WHAT IS NEEDED: Reproduce the rows below word for word, starting at the first line and stopping after the line that contains "Trace the outline". Leave the pictures out of your copy.

PROVIDED DATA:

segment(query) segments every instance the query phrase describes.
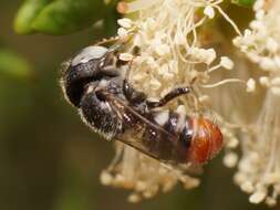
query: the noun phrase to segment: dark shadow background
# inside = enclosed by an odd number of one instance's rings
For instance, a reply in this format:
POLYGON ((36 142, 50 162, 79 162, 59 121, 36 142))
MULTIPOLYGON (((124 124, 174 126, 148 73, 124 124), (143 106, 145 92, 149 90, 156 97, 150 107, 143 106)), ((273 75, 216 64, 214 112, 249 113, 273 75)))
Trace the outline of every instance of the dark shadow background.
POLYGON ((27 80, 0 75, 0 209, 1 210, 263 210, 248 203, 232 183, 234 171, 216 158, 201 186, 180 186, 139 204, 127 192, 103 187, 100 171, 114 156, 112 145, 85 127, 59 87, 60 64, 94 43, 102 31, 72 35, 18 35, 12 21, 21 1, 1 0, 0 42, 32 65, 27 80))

ANSWER TO THIS TASK:
segment(query) segments every instance the query phrase describes.
query: the noun phrase to segment: dark shadow background
# inside = enclosed by an odd number of one instance's rings
For instance, a reply in this format:
POLYGON ((36 142, 50 162, 79 162, 59 121, 36 142))
MULTIPOLYGON (((124 124, 174 126, 148 73, 124 124), (143 106, 145 92, 149 90, 156 97, 150 107, 143 106)), ((273 75, 216 64, 214 112, 249 113, 273 75)))
Trace the outline of every instance of the dark shadow background.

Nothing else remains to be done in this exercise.